-- START Data extract --

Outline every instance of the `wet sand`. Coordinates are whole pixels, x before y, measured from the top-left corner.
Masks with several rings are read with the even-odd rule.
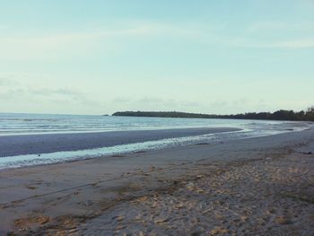
[[[313,235],[314,129],[0,171],[0,234]]]
[[[240,129],[202,127],[0,136],[0,158],[61,151],[77,151],[163,138],[195,136],[238,130]]]

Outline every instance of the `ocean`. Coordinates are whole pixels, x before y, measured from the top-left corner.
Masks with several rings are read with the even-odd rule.
[[[80,159],[99,158],[113,154],[121,154],[152,149],[170,148],[199,143],[225,142],[228,140],[250,138],[255,136],[275,135],[300,131],[310,126],[307,122],[241,120],[241,119],[205,119],[205,118],[135,118],[111,116],[83,115],[49,115],[49,114],[13,114],[0,113],[0,169],[17,168],[39,164],[68,162]],[[27,144],[28,139],[38,135],[36,144],[40,145],[42,135],[79,134],[108,132],[109,135],[120,131],[146,131],[188,128],[238,128],[236,131],[214,132],[193,135],[173,135],[155,139],[148,138],[138,142],[123,142],[97,148],[80,150],[51,151],[5,156],[1,154],[1,146],[7,148],[7,140],[12,137],[22,139]],[[130,134],[129,132],[123,134]],[[153,131],[152,131],[153,133]],[[13,139],[14,140],[14,139]],[[42,143],[42,142],[41,142]],[[14,146],[13,143],[9,144]],[[15,147],[16,149],[19,146]],[[36,146],[35,146],[36,151]]]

-- END Data extract --

■ Directions
Quote the entries above word for word. Leave the images out.

■ Result
Outline every instance of the `wet sand`. Coordinates are whole pixels, x before y, measured from the top-left corner.
Masks with several rings are read with the even-odd rule.
[[[313,235],[314,129],[0,171],[0,234]]]
[[[240,129],[202,127],[0,136],[0,158],[61,151],[77,151],[163,138],[195,136],[238,130]]]

Outline every instance of the `ocean`. Coordinates are whole pixels, x before y, measured from the top-left corner.
Masks with several rings are read with the even-odd rule.
[[[80,159],[99,158],[113,154],[121,154],[152,149],[170,148],[199,143],[225,142],[228,140],[250,138],[255,136],[275,135],[300,131],[310,126],[307,122],[241,120],[241,119],[205,119],[205,118],[135,118],[111,116],[83,115],[49,115],[49,114],[13,114],[0,113],[0,169],[17,168],[39,164],[68,162]],[[27,144],[28,139],[38,135],[36,144],[40,145],[42,135],[79,134],[108,132],[109,135],[120,131],[146,131],[188,128],[238,128],[236,131],[214,132],[193,135],[173,135],[155,139],[148,138],[138,142],[123,142],[97,148],[80,150],[51,151],[5,156],[1,154],[1,146],[7,148],[7,140],[12,137],[22,139]],[[130,134],[129,132],[123,134]],[[153,131],[152,131],[153,133]],[[13,139],[14,140],[14,139]],[[42,143],[42,142],[41,142]],[[14,146],[13,143],[9,144]],[[15,147],[16,149],[19,146]],[[36,146],[35,146],[36,151]]]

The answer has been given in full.